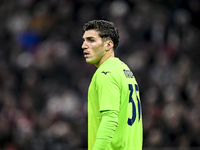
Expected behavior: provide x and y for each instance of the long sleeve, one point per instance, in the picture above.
(106, 129)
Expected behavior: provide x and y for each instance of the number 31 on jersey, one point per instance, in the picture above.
(134, 113)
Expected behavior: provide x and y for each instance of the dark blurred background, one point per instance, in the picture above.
(44, 77)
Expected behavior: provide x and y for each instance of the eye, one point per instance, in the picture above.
(91, 40)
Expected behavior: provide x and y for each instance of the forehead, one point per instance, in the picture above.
(91, 33)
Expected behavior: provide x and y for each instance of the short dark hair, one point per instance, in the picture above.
(106, 30)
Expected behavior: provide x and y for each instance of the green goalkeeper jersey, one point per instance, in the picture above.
(113, 87)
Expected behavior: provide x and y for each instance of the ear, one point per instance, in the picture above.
(109, 45)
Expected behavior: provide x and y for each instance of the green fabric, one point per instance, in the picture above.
(114, 88)
(106, 129)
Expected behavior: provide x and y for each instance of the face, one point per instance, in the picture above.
(93, 46)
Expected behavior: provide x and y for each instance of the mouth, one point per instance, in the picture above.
(86, 54)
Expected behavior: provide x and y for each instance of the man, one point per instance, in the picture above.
(114, 110)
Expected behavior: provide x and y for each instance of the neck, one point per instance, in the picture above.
(107, 55)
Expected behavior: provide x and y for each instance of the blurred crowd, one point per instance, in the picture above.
(44, 77)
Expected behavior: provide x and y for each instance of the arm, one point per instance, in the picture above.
(106, 129)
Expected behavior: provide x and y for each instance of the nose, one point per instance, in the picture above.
(84, 45)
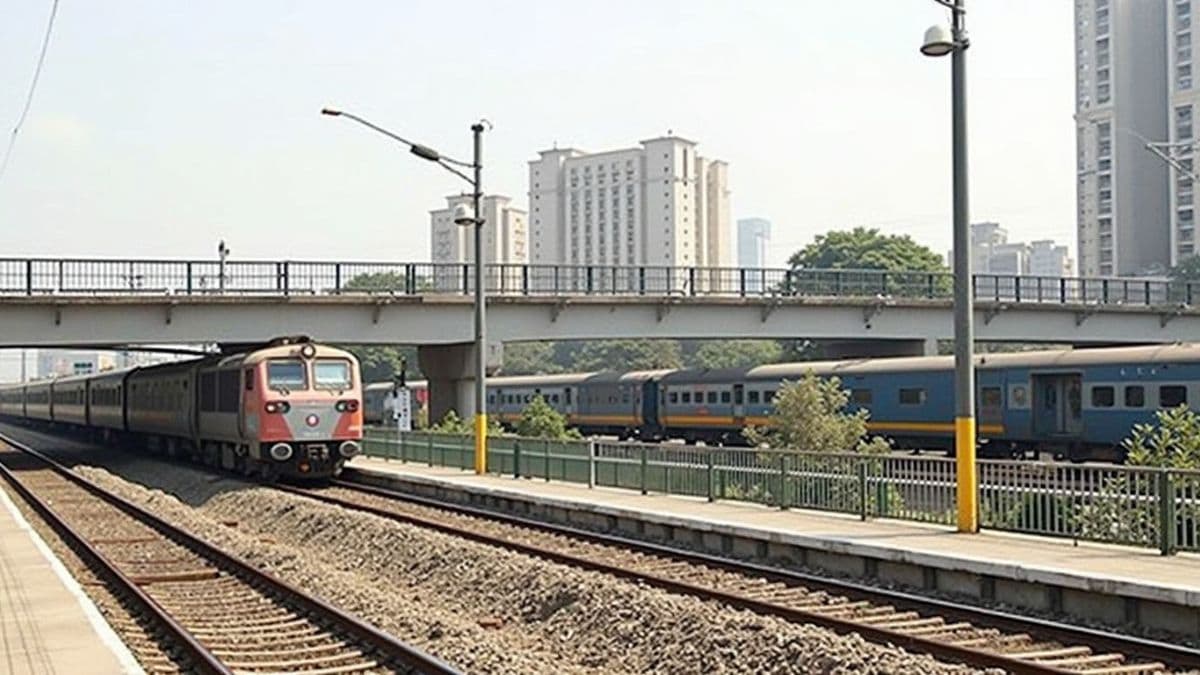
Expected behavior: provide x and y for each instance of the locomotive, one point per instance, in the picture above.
(291, 410)
(1075, 404)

= = = = = = =

AIM OF THE EXERCISE – Give back the full data exactly as it reads, but drop the pictures.

WRITTEN ANSWER –
Expected behavior: provide x and y for each instance of the long sleeve, one point per instance, in the picture above.
(106, 129)
Expected behavior: provide x and y for each instance of the number 31 on jersey, one point per instance, in the picture above.
(134, 113)
Expected behavior: provide x and y for each instance of the dark blurred background, one point per instance, in the picture above.
(44, 77)
Expected behavior: provide x and y for each instance of the eye, one point per instance, in the picture above.
(91, 40)
Expected behavior: provide x and y for each instance of the forehead, one point per instance, in the picture above.
(91, 33)
Expected behavior: provide x and y for each instance of the short dark hair, one point per instance, in the picture above.
(106, 30)
Expected behavior: provide x and y for each instance of the green goalkeeper jersey, one point per instance, in the picture above.
(113, 87)
Expected behavior: provide x and y for each instance of the ear, one point per instance, in the picture above.
(109, 45)
Expected behavior: provide x and y for each instance of the green fabric, one point per instance, in the picture above.
(114, 88)
(106, 129)
Expected behavior: provide x and y for each instance of the face, one point per instance, in the picture above.
(93, 46)
Expected behavior: provide x and y for each instance of the mouth, one point per instance, in the picture above.
(86, 54)
Expected behavior: provide x and y for each instance of the man, one point per instance, in the picture above.
(114, 110)
Expected behavior: provide x and y for each instance of the neck, one point per instance, in the picture above.
(107, 55)
Expected behavior: provide x and y for each instance of the blurred crowd, one point per instance, in the picture above.
(44, 77)
Expected behavior: provide x and y for each instance of the arm, one point per instance, in the picture above.
(106, 129)
Expected behavior: provide x and y for each instance of the nose, one point per instance, in the picture above.
(84, 45)
Expected behavior: provide x and y for each instance of the locomotive, one point per instance, in the picture above.
(291, 410)
(1075, 404)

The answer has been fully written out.